**WHAT THE TASK REQUIRES:** Reproduce each line of the material precisely.

**LISTED ENTRIES:**
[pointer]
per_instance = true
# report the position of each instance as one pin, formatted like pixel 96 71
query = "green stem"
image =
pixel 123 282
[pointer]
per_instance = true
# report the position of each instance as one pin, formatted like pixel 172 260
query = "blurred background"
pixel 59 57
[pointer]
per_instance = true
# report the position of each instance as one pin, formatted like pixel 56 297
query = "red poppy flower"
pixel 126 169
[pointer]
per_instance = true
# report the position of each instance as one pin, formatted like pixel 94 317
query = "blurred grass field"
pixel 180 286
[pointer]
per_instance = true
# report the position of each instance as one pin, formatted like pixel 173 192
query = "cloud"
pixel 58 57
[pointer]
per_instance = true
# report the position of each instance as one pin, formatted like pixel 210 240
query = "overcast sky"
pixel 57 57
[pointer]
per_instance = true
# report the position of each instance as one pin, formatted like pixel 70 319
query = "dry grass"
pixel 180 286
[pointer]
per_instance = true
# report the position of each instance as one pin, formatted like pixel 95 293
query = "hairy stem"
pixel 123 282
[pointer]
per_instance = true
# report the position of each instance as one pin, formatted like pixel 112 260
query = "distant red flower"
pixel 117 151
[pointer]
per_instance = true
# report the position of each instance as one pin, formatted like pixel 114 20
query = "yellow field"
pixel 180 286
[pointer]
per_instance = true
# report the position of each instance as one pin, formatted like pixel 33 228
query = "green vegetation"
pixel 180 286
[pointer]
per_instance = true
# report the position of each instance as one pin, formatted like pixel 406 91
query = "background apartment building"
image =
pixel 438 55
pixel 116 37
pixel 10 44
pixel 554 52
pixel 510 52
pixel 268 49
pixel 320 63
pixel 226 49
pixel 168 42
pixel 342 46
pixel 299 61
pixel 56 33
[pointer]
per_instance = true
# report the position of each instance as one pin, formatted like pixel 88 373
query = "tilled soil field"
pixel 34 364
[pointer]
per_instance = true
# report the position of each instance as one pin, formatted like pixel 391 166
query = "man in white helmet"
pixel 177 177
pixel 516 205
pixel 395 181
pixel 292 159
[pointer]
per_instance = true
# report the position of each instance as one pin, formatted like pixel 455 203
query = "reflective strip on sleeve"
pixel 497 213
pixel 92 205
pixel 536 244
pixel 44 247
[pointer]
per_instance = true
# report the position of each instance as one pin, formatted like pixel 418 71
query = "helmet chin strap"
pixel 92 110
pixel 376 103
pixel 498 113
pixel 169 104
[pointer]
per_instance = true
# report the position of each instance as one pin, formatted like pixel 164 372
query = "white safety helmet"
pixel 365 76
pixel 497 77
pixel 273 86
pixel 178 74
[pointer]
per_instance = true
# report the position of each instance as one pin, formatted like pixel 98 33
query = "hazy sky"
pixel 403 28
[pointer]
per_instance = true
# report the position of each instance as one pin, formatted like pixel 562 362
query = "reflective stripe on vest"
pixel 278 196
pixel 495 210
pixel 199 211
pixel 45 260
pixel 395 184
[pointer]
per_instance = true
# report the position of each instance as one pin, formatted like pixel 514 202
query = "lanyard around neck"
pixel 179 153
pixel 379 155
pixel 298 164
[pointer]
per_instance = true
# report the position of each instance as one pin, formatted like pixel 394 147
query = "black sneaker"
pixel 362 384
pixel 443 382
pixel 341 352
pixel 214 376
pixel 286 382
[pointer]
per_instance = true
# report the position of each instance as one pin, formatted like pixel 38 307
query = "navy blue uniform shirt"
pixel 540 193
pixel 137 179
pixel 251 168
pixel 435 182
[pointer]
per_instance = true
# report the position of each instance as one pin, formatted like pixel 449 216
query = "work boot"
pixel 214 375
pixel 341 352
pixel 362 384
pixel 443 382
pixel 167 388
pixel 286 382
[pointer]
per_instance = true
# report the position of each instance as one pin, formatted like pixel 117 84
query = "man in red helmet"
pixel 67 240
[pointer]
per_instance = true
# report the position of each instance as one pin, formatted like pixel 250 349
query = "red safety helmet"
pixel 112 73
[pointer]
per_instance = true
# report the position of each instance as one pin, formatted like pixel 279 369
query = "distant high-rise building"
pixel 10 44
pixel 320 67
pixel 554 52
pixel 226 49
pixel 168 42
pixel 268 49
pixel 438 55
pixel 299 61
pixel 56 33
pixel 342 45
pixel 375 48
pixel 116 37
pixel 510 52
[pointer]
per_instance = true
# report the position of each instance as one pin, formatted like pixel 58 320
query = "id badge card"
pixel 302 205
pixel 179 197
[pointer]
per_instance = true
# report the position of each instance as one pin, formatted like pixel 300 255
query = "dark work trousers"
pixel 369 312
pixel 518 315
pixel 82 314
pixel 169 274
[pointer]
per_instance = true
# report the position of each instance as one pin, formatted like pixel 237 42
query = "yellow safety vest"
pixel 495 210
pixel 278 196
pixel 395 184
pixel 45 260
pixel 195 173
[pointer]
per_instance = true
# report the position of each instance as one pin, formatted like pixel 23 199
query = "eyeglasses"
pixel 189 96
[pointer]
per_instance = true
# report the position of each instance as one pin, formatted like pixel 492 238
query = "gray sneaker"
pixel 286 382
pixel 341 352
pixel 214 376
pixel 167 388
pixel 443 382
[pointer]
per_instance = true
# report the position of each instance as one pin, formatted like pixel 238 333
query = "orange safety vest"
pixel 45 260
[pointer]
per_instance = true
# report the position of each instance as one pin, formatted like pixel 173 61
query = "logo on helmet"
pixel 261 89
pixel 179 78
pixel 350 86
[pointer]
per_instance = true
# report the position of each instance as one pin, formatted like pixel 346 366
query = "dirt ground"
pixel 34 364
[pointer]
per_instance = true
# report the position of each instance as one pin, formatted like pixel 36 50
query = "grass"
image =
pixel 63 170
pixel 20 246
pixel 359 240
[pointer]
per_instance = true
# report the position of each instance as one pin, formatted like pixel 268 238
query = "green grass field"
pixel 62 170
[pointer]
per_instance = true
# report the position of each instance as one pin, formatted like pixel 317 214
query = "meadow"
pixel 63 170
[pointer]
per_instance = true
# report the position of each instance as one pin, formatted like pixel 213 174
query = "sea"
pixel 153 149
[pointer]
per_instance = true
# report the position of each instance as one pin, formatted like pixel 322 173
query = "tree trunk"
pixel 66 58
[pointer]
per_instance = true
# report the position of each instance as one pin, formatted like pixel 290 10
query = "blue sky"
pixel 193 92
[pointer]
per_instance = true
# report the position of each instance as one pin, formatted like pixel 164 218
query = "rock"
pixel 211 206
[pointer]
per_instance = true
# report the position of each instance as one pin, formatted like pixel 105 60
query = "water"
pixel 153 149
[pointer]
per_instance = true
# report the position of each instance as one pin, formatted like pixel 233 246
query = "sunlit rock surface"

**EXERCISE RESULT:**
[pointer]
per_instance = true
# report the position of each instance as one pin, formatted like pixel 96 71
query = "green stem"
image =
pixel 123 282
[pointer]
per_instance = true
# report the position of each instance as one pin, formatted like pixel 172 260
query = "blurred background"
pixel 59 57
[pointer]
per_instance = true
# report the position of each instance as one pin, formatted like pixel 56 297
query = "red poppy flower"
pixel 126 169
[pointer]
per_instance = true
# report the position of each instance as one pin, formatted like pixel 94 317
query = "blurred grass field"
pixel 180 286
[pointer]
per_instance = true
# report the position of each instance as one pin, formatted like pixel 173 192
query = "cloud"
pixel 58 57
[pointer]
per_instance = true
# report the position of each instance as one pin, formatted like pixel 210 240
query = "overcast sky"
pixel 57 57
[pointer]
per_instance = true
# report the position of each instance as one pin, formatted like pixel 70 319
query = "dry grass"
pixel 180 286
[pointer]
per_instance = true
# report the position of each instance as one pin, formatted like pixel 95 293
query = "hairy stem"
pixel 123 282
[pointer]
per_instance = true
# report the position of each instance as one pin, formatted like pixel 112 260
query = "distant red flower"
pixel 117 151
[pointer]
per_instance = true
# report the position of each instance as one pin, formatted like pixel 114 20
query = "yellow field"
pixel 180 286
[pointer]
per_instance = true
# report the position of each instance as one pin, formatted like pixel 33 228
query = "green vegetation"
pixel 180 286
[pointer]
per_instance = true
# report the position of each instance as one pin, formatted like pixel 406 91
query = "background apartment building"
image =
pixel 438 55
pixel 116 37
pixel 10 44
pixel 554 52
pixel 510 52
pixel 268 49
pixel 320 63
pixel 226 49
pixel 168 42
pixel 342 46
pixel 299 61
pixel 56 33
[pointer]
per_instance = true
# report the position of each instance as one pin, formatted like pixel 88 373
query = "tilled soil field"
pixel 34 364
[pointer]
per_instance = true
# report the position of each instance as one pin, formatted like pixel 391 166
query = "man in white helmet"
pixel 177 177
pixel 516 205
pixel 395 181
pixel 292 159
[pointer]
per_instance = true
# report the position of each instance as one pin, formatted like pixel 455 203
query = "reflective strip on sleeve"
pixel 497 213
pixel 92 205
pixel 536 244
pixel 44 247
[pointer]
per_instance = true
# report the position of each instance as one pin, formatted like pixel 418 71
query = "helmet chin strap"
pixel 92 110
pixel 376 103
pixel 498 113
pixel 169 104
[pointer]
per_instance = true
# report the position of each instance as one pin, formatted like pixel 164 372
query = "white safety helmet"
pixel 365 76
pixel 497 77
pixel 273 86
pixel 178 74
[pointer]
per_instance = true
# report the position of each instance as one pin, formatted like pixel 98 33
query = "hazy sky"
pixel 403 28
[pointer]
per_instance = true
# report the position of each instance as one pin, formatted like pixel 562 362
query = "reflective stripe on vest"
pixel 278 196
pixel 495 210
pixel 199 211
pixel 45 260
pixel 395 184
[pointer]
per_instance = true
# report the position of each instance as one pin, formatted like pixel 514 202
query = "lanyard around neck"
pixel 179 153
pixel 379 155
pixel 298 164
[pointer]
per_instance = true
# report the position of each instance as one pin, formatted like pixel 394 147
query = "black sneaker"
pixel 362 384
pixel 443 382
pixel 341 352
pixel 214 376
pixel 286 382
[pointer]
per_instance = true
# report the position of each instance as one pin, formatted like pixel 38 307
query = "navy blue uniform shirt"
pixel 540 193
pixel 137 179
pixel 251 168
pixel 435 182
[pointer]
per_instance = true
# report the position of each instance as one pin, formatted like pixel 449 216
query = "work boot"
pixel 214 375
pixel 341 352
pixel 362 384
pixel 443 382
pixel 167 388
pixel 286 382
[pointer]
per_instance = true
# report the position of each instance as one pin, formatted like pixel 117 84
query = "man in red helmet"
pixel 67 240
[pointer]
per_instance = true
# report the position of each instance as one pin, formatted like pixel 250 349
query = "red safety helmet"
pixel 112 73
[pointer]
per_instance = true
# report the position of each instance as one pin, formatted like pixel 279 369
query = "distant high-rise building"
pixel 10 44
pixel 320 67
pixel 554 52
pixel 226 49
pixel 168 42
pixel 268 49
pixel 438 55
pixel 299 61
pixel 56 33
pixel 342 45
pixel 375 48
pixel 116 37
pixel 510 52
[pointer]
per_instance = true
# report the position of each instance as one pin, formatted like pixel 58 320
query = "id badge card"
pixel 302 205
pixel 179 197
[pointer]
per_instance = true
# report the position of each instance as one pin, formatted like pixel 300 255
query = "dark work trousers"
pixel 369 312
pixel 518 315
pixel 82 314
pixel 169 274
[pointer]
per_instance = true
# report the position of each instance as one pin, formatted like pixel 237 42
query = "yellow safety vest"
pixel 495 210
pixel 278 196
pixel 395 184
pixel 45 260
pixel 195 173
[pointer]
per_instance = true
# report the position of each instance as one pin, formatted like pixel 23 199
query = "eyeglasses"
pixel 189 96
[pointer]
per_instance = true
# report the position of each instance as one pin, formatted like pixel 492 238
query = "gray sneaker"
pixel 286 382
pixel 341 352
pixel 214 376
pixel 167 388
pixel 443 382
[pointer]
per_instance = true
# report the position of each instance as one pin, formatted like pixel 238 333
query = "orange safety vest"
pixel 45 260
[pointer]
per_instance = true
# report the position of each instance as one pin, formatted like pixel 173 61
query = "logo on helmet"
pixel 261 89
pixel 179 78
pixel 350 86
[pointer]
per_instance = true
# report the position of each instance as one pin, formatted like pixel 346 366
query = "dirt ground"
pixel 34 364
[pointer]
per_instance = true
# report the position of each instance as one pin, formatted like pixel 36 50
query = "grass"
image =
pixel 63 170
pixel 20 246
pixel 359 240
[pointer]
per_instance = true
# report the position of each instance as one pin, formatted like pixel 268 238
query = "green grass field"
pixel 62 170
[pointer]
per_instance = true
# report the position of each instance as one pin, formatted like pixel 317 214
query = "meadow"
pixel 63 170
[pointer]
per_instance = true
# report the position of each instance as one pin, formatted like pixel 213 174
query = "sea"
pixel 153 149
[pointer]
per_instance = true
# report the position of each instance as one pin, formatted like pixel 322 173
query = "tree trunk"
pixel 66 58
[pointer]
per_instance = true
# report the position of each instance as one pin, formatted like pixel 290 10
query = "blue sky"
pixel 193 92
[pointer]
per_instance = true
# report the position of each instance as one pin, formatted like pixel 164 218
query = "rock"
pixel 211 206
[pointer]
per_instance = true
# report the position of each instance as one pin, formatted like pixel 105 60
query = "water"
pixel 153 149
[pointer]
per_instance = true
# report the position of each instance as one pin, formatted like pixel 233 246
query = "sunlit rock surface"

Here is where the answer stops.